### Entries provided
----

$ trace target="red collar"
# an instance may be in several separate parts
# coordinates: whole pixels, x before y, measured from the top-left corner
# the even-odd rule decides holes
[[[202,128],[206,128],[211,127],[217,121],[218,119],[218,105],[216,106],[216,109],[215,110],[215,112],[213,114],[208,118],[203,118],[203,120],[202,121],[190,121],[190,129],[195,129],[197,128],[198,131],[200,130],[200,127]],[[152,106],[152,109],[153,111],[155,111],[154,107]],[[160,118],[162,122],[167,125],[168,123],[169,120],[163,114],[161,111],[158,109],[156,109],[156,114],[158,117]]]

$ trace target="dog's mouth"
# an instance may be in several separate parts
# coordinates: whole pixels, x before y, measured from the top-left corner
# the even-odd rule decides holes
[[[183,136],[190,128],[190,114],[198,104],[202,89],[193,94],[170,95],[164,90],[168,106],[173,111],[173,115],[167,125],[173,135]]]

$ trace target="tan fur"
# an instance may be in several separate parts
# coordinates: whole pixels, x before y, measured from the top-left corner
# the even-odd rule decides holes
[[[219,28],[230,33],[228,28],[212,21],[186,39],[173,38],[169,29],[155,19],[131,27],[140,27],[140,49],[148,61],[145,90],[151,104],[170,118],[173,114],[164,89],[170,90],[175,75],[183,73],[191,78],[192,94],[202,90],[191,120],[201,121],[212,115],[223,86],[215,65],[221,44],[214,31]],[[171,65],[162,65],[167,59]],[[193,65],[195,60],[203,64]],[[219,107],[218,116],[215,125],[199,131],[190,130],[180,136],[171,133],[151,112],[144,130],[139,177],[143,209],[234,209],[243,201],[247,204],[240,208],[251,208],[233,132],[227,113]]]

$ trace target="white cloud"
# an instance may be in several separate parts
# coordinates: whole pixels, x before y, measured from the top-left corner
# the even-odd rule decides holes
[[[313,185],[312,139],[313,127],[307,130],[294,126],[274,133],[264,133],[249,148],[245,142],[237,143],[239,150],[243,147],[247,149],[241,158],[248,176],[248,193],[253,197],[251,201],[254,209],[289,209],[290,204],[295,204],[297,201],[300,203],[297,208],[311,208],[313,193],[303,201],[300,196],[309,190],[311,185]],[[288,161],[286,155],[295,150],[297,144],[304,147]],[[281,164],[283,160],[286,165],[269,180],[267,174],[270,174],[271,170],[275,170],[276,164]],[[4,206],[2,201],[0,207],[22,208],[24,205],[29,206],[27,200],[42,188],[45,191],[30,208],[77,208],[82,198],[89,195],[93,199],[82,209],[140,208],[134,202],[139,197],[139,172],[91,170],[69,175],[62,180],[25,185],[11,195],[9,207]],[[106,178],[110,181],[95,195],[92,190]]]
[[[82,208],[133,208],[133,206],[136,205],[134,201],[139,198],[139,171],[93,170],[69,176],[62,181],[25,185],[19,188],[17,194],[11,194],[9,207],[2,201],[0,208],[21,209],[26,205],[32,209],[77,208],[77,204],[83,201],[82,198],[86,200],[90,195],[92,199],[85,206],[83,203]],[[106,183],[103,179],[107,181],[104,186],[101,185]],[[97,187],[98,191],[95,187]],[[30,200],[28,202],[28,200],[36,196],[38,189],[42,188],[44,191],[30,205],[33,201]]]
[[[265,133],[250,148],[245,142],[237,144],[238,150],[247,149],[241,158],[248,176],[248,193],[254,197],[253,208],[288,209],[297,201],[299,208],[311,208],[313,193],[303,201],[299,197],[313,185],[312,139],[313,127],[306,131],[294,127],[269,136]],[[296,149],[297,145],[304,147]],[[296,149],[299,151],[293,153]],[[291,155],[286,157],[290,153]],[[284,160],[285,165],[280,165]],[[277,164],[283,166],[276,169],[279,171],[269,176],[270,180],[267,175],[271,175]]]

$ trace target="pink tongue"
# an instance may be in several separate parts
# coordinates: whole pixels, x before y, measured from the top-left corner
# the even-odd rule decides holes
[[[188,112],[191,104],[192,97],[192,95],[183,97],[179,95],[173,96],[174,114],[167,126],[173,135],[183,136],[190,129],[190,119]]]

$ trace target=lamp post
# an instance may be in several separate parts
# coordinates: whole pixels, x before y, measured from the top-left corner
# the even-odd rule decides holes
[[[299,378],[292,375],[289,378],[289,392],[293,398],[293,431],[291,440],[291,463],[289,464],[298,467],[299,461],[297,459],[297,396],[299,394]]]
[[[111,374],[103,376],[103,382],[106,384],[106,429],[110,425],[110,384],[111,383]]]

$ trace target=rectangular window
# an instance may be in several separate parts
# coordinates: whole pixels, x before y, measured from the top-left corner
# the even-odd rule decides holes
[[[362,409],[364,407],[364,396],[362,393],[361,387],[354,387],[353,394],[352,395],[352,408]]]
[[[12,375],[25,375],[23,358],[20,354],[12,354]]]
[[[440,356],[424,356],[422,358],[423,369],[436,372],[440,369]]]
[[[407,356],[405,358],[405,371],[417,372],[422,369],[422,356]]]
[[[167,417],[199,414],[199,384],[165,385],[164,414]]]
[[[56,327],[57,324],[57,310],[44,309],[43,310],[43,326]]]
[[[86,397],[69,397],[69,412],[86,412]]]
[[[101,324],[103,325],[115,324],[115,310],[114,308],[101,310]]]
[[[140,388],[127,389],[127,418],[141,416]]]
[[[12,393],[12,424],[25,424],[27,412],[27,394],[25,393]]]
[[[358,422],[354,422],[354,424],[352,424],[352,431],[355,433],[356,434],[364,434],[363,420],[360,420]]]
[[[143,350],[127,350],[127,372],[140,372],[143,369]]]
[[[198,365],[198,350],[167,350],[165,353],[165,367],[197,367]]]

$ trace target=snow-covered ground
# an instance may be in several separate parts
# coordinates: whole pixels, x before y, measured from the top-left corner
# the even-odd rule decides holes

----

### What you need to do
Please gather every line of the rows above that contains the string "trace", counting a match only when the case is the same.

### Result of the exercise
$ trace target="red collar"
$ trace target="dog's mouth"
$ trace target="tan fur"
$ trace target="white cloud"
$ trace target="pink tongue"
$ trace target=lamp post
$ trace target=rectangular window
$ trace target=snow-covered ground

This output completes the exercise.